**Activity:**
When the listing has been read, print it out again in full, word for word.

**Material for this task:**
- - - - - - -
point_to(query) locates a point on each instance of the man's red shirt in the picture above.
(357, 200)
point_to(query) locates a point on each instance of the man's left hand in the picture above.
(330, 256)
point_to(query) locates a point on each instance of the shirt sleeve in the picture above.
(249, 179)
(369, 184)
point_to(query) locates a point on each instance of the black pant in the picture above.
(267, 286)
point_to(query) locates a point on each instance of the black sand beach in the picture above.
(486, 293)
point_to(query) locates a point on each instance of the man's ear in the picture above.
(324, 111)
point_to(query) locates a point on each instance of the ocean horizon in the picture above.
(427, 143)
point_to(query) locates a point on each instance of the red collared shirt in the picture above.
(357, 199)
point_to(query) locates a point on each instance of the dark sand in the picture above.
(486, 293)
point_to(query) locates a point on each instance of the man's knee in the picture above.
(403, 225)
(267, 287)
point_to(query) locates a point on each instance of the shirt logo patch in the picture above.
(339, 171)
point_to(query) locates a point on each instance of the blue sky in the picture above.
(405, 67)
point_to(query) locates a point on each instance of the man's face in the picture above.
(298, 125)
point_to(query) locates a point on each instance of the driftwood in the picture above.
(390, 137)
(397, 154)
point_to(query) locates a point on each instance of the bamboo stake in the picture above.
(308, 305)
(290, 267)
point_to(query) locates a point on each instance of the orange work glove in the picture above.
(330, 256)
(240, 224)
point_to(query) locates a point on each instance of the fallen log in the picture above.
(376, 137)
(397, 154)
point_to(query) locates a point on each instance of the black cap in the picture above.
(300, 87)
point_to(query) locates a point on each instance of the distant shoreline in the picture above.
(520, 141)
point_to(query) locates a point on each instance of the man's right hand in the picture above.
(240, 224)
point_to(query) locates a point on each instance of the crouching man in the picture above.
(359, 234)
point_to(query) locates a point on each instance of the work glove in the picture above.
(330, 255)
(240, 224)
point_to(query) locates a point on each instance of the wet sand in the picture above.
- - - - - - -
**Your solution:**
point_to(query) locates a point on each instance of the man's red shirt in the picture above.
(357, 200)
point_to(query) locates a point on each instance of the man's left hand in the picture above.
(330, 256)
point_to(query) locates a point on each instance of the shirt sleeve in the picture above.
(249, 179)
(369, 184)
point_to(query) locates a point on each instance of the black pant in the picture above.
(267, 286)
point_to(query) locates a point on each instance of the black sand beach in the picture above.
(486, 293)
point_to(query) locates a point on each instance of the man's ear in the picture above.
(324, 111)
point_to(query) locates a point on each instance of the ocean horizon in the picture above.
(427, 143)
point_to(query) locates a point on each instance of the red collared shirt in the picture above.
(357, 199)
point_to(query) locates a point on each instance of the dark sand in the picture above.
(486, 293)
point_to(query) locates a point on each instance of the man's knee in the picture above.
(403, 225)
(267, 287)
point_to(query) locates a point on each instance of the shirt logo patch in the picture above.
(339, 171)
point_to(query) locates a point on each instance of the blue sky in the picture above.
(405, 67)
point_to(query) locates a point on each instance of the man's face in the picture above.
(298, 125)
point_to(query) locates a point on each instance of the driftwood in the picture above.
(390, 137)
(397, 154)
point_to(query) locates a point on each instance of the bamboo stake in the picture above.
(308, 305)
(290, 267)
point_to(query) locates a point on each instance of the orange work glove in the picture above.
(330, 256)
(240, 224)
point_to(query) locates a point on each instance of the fallen log in the picture above.
(376, 137)
(397, 154)
point_to(query) locates a point on each instance of the black cap in the picture above.
(300, 87)
point_to(query) locates a point on each instance of the distant shoreline in the picture above.
(520, 141)
point_to(query) locates a point on each instance of the man's right hand in the picture above.
(240, 224)
point_to(query) locates a point on each instance of the crouching man in the picture above.
(359, 234)
point_to(query) locates a point on each instance of the work glove in the picture above.
(330, 255)
(240, 224)
point_to(query) locates a point on each instance of the wet sand in the picture above.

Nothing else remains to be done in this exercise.